Rewrite all the rows below, swapping "area to remove" for "area to subtract" and leaving everything else the same.

# Start of PROVIDED INFORMATION

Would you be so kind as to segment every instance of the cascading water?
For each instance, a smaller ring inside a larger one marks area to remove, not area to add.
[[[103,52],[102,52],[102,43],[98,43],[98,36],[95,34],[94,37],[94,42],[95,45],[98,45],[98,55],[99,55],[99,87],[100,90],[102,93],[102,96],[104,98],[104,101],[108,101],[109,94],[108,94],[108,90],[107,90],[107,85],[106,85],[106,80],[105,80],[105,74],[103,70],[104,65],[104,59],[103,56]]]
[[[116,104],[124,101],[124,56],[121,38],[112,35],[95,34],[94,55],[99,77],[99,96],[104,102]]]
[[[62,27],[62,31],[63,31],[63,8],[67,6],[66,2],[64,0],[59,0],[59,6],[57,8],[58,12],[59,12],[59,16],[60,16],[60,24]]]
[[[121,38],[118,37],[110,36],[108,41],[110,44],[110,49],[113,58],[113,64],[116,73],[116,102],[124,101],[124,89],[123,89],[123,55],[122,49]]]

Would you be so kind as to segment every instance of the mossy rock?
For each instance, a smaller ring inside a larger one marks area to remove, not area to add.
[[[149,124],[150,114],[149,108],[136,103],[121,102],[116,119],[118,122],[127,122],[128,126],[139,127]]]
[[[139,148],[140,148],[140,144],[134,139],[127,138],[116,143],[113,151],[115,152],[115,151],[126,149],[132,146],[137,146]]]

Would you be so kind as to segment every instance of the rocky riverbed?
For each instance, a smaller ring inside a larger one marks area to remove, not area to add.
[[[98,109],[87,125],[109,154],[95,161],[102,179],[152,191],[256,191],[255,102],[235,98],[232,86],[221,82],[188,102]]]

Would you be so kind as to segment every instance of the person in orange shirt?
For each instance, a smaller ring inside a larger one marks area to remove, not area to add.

# End of PROVIDED INFORMATION

_OUTPUT BELOW_
Would you be so kind as to segment every instance of the cascading water?
For each instance, a smaller ring inside a larger one marks area to subtract, not area to add.
[[[103,52],[102,52],[102,43],[98,43],[98,36],[95,34],[94,37],[94,42],[95,45],[98,45],[98,55],[99,55],[99,87],[100,90],[102,93],[102,96],[104,98],[104,101],[108,101],[109,94],[108,94],[108,90],[107,90],[107,85],[106,85],[106,80],[105,80],[105,74],[103,70],[104,65],[104,59],[103,56]]]
[[[116,104],[124,101],[124,56],[121,38],[112,35],[95,34],[94,55],[99,77],[99,96],[104,102]]]
[[[62,27],[62,31],[63,31],[63,8],[67,6],[66,2],[64,0],[59,0],[59,6],[57,8],[58,12],[59,12],[59,16],[60,16],[60,24]]]
[[[121,38],[118,37],[110,36],[108,41],[110,44],[110,49],[113,58],[113,64],[116,73],[116,102],[124,101],[124,89],[123,89],[123,55],[122,49]]]

Would you be so kind as to segment every instance of the mossy rock?
For each instance, a smaller ring inside a larger one marks area to subtract, not area to add.
[[[149,124],[150,114],[149,108],[136,103],[121,102],[116,119],[118,122],[127,122],[128,126],[139,127]]]
[[[139,148],[140,148],[140,144],[134,139],[127,138],[116,143],[113,151],[115,152],[115,151],[126,149],[132,146],[137,146]]]

Would you be so kind as to segment every instance of the rocky riverbed?
For each instance, a smaller ring inside a larger one marks area to subtract, not area to add.
[[[98,109],[87,125],[109,154],[95,161],[102,179],[152,191],[256,191],[255,102],[235,98],[232,86],[221,82],[188,102]]]

Would you be so kind as to segment every instance of the person in orange shirt?
For each instance, a smaller ring inside a larger one marks area to subtract, not area to add.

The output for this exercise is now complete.